EXCERPT PROVIDED:
BEGIN

JAKARTA -- Indonesia-based e-commerce unicorn Gojek, known for its "superapp" covering ride-hailing and other services, has invested in a brick-and-mortar hypermarket operator affiliated with one of the country's biggest conglomerates.
Documents filed to the Indonesian Stock Exchange on Tuesday showed Indonesia's most valuable startup had, through a subsidiary, acquired 4.76% of Matahari Putra Prima from its parent, Multipolar, an affiliate of Indonesian conglomerate Lippo Group. The conglomerate is an investor in Gojek's Singapore-based rival Grab through its venture capital arm.
The stakes were offered at 404 rupiah per share, meaning Gojek spent around 144.8 billion rupiah ($10.1 million) to acquire them. Two other Cayman Islands-based investment companies also put money in Matahari.
The investment into a traditional-style retail outlet comes as Gojek is planning to merge soon with Tokopedia, one of Indonesia's largest e-commerce platforms, and may suggest a desire to build an expansive retail network with both e-commerce and traditional streams.
Gojek declined to comment on the transaction. Multipolar Director Agus Arismunandar said in the stock exchange filing that the three companies invested in the hypermarket operator because it "is a strategic investment that has a good rate of return in the future."
The deal has the potential to propel Gojek into a major online and offline player in Indonesia's retail sector. It already has a significant portion of the country's online retail segment in its grasp with the impending merger with Tokopedia, while the investment into Matahari would give Indonesia's biggest private tech company access to Matahari's 208 hypermarkets, supermarkets, grocery stores and pharmacies nationwide.
Tech companies moving into brick-and-mortar businesses is not new, as seen by the likes of Amazon in the U.S. and Alibaba in China operating physical stores. Among Indonesian startups, online cosmetics retailer Social Bella also ventured into offline stores in 2019.
Gojek has also taken other steps to move more into offline ventures in recent months, albeit targeting the more traditional retail sector. In September it launched a new service called GoToko that connects warung -- as local mom-and-pop shops are known -- with consumer goods companies to allow shopkeepers to easily replenish inventories. It also invested in KitaBeli, a social commerce startup targeting nonmetropolitan areas, through its venture capital arm, Go Ventures, in March.

END

Rewrite the article on Gojek's retail investment from "Gojek has also" to "Ventures, in March.", putting "family-run shops" in place of "mom-and-pop shops".

AVAILABLE DATA:
BEGIN

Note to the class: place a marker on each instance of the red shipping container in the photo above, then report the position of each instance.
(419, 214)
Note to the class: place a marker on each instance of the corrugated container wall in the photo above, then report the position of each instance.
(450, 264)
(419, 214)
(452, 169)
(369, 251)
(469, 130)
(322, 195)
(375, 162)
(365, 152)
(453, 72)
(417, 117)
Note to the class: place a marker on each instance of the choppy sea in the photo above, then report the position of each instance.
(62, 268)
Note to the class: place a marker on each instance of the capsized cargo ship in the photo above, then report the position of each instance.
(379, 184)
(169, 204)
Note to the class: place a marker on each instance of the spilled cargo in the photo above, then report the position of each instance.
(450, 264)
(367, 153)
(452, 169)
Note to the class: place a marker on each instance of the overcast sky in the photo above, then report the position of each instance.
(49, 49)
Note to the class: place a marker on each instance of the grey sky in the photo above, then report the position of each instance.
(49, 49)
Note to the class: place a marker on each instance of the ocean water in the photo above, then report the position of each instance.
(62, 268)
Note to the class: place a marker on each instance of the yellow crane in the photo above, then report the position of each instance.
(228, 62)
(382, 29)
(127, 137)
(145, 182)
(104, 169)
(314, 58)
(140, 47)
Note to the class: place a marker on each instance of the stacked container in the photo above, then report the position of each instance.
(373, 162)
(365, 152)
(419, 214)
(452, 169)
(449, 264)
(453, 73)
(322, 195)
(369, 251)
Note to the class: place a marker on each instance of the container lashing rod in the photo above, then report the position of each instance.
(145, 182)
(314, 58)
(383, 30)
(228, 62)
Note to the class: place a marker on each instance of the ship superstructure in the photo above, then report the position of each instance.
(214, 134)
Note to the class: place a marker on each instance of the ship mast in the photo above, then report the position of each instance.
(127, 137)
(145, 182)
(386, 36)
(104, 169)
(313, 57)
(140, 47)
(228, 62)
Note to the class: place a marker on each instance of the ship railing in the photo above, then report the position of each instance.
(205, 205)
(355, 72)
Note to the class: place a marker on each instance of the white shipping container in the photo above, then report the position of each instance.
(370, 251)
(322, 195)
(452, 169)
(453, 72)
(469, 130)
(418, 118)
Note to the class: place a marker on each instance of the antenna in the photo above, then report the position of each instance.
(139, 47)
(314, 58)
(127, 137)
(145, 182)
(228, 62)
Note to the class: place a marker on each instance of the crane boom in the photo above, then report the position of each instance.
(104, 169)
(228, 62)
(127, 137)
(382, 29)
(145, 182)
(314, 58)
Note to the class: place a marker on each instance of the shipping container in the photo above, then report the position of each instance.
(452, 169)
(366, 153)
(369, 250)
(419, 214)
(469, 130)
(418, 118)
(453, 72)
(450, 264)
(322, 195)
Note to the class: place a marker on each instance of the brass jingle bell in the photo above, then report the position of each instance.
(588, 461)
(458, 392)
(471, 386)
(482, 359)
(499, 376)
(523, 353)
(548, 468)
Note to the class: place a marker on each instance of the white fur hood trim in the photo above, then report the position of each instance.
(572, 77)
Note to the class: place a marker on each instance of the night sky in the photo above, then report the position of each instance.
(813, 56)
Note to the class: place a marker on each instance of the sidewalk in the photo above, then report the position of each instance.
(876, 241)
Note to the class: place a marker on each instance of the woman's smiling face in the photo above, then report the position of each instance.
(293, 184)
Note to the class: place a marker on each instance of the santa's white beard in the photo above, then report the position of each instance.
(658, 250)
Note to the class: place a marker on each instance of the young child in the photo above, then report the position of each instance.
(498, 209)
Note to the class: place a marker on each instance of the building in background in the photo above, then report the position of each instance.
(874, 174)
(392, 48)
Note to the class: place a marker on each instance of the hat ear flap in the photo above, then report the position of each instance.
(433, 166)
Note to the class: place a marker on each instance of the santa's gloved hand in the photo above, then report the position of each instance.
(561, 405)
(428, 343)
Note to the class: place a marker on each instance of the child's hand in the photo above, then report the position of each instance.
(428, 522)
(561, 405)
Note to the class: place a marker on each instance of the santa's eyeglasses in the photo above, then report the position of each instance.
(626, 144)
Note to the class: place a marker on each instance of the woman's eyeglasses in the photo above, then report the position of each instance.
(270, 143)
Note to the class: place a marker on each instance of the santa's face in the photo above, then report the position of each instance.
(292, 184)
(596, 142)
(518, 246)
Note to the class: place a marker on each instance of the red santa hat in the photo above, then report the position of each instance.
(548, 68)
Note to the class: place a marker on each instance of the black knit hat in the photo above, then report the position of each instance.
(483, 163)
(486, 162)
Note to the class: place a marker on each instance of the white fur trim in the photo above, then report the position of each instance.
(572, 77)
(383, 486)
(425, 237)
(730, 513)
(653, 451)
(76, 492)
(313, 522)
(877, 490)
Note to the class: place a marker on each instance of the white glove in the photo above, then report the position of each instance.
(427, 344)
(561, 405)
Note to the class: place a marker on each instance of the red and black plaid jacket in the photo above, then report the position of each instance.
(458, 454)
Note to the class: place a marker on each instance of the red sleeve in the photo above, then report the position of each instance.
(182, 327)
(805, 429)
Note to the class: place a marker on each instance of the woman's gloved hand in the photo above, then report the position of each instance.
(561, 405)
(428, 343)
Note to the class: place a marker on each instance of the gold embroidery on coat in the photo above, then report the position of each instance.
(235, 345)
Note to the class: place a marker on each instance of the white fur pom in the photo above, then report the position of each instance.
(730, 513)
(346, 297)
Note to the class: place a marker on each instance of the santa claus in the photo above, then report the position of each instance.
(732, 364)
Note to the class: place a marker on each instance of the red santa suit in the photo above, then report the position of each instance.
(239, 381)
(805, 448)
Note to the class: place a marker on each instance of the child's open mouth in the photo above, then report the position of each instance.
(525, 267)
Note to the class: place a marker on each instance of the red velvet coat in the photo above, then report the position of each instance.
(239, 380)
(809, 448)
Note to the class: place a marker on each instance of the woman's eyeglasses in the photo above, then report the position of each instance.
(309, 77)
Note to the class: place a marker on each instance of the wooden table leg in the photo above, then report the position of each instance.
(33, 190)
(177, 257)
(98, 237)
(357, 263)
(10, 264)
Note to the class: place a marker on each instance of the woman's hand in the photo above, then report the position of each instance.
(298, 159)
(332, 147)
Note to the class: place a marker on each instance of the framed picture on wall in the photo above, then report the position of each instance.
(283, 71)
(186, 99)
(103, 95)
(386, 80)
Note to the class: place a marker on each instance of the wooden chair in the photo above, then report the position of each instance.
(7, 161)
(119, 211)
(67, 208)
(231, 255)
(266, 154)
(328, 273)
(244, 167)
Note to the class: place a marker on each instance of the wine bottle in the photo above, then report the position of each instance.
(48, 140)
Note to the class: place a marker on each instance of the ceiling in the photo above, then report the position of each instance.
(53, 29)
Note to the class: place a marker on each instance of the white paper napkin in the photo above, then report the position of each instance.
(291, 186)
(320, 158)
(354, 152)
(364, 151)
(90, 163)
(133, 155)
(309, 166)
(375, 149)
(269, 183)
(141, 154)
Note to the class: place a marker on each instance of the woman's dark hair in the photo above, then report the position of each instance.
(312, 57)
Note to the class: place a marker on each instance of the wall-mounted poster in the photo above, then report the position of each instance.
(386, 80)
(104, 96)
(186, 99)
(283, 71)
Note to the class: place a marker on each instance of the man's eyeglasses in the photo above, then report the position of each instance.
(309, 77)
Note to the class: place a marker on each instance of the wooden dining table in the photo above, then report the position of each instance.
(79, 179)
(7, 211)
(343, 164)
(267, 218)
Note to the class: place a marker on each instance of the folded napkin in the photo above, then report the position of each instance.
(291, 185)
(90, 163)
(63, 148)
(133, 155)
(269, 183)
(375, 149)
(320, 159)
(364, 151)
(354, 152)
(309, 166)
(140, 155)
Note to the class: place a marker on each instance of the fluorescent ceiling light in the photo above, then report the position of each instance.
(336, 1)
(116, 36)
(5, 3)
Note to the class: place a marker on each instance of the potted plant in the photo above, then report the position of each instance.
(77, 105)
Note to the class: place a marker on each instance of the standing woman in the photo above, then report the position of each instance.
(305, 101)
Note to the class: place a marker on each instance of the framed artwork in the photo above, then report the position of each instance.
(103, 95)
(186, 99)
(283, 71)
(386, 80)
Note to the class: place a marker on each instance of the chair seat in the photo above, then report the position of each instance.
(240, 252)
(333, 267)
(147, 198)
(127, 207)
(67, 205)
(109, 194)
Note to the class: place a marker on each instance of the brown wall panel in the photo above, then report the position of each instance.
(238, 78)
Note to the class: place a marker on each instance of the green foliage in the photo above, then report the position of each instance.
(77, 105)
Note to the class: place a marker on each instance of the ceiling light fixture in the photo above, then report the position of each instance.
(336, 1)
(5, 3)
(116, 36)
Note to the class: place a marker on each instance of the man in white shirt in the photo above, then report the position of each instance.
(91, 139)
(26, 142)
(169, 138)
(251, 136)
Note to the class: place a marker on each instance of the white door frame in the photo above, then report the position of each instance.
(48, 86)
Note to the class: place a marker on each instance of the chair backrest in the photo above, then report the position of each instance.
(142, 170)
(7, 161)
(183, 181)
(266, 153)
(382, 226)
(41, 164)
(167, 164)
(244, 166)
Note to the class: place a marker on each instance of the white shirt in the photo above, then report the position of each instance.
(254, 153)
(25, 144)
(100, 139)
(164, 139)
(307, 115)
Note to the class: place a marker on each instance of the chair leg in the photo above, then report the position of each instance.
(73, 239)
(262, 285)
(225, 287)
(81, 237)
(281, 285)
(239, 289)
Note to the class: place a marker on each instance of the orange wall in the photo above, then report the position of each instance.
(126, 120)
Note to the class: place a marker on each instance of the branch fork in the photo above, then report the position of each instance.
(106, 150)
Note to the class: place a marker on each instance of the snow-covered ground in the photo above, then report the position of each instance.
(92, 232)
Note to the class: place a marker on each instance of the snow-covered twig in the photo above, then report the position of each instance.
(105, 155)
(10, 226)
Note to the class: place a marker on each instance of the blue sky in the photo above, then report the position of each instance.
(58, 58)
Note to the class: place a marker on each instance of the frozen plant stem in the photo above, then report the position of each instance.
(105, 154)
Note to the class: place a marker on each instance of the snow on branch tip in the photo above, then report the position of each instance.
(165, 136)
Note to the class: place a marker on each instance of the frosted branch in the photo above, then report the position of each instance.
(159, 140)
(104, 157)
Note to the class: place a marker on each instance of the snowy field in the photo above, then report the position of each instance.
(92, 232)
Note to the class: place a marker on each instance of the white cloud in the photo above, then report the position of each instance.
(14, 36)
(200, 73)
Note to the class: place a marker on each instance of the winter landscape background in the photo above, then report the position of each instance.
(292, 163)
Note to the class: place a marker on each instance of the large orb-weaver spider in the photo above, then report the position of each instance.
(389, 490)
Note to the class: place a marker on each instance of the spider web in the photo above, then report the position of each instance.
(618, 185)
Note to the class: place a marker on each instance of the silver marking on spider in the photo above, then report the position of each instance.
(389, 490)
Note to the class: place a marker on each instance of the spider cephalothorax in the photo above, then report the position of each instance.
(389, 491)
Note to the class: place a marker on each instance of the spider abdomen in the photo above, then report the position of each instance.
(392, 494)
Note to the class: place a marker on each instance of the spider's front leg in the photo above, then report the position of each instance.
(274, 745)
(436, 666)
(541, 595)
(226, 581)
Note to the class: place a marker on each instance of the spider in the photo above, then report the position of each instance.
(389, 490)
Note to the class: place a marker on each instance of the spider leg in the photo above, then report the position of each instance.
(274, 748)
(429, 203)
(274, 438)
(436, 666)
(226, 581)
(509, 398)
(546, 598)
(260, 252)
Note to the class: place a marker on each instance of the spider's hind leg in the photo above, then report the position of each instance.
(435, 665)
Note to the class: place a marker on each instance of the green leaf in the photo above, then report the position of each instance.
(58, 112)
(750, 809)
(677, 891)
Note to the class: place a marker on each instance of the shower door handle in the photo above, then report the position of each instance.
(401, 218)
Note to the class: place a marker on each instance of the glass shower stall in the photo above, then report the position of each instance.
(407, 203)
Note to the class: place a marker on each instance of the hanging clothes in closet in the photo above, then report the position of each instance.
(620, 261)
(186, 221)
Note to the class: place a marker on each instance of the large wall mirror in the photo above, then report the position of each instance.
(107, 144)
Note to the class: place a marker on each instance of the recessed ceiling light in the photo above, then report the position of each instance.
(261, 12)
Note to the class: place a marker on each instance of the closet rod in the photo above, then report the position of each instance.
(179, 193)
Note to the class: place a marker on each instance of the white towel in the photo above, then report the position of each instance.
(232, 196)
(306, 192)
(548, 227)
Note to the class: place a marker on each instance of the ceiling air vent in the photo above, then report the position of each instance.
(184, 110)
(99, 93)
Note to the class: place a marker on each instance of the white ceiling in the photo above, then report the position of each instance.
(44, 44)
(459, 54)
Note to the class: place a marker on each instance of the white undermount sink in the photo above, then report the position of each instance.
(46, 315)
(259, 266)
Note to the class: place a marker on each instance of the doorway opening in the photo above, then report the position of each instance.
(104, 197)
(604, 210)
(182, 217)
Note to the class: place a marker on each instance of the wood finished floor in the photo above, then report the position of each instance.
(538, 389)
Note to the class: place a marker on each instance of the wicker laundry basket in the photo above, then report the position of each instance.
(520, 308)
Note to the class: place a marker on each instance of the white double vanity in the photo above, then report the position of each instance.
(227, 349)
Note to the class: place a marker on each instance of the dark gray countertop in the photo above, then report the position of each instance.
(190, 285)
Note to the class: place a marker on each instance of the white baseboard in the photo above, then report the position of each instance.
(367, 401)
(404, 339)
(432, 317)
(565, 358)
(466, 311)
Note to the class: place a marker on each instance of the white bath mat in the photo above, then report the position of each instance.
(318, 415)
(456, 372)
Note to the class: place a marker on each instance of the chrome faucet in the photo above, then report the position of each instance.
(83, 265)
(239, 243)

END

FINISHED EXERCISE:
Gojek has also taken other steps to move more into offline ventures in recent months, albeit targeting the more traditional retail sector. In September it launched a new service called GoToko that connects warung -- as local family-run shops are known -- with consumer goods companies to allow shopkeepers to easily replenish inventories. It also invested in KitaBeli, a social commerce startup targeting nonmetropolitan areas, through its venture capital arm, Go Ventures, in March.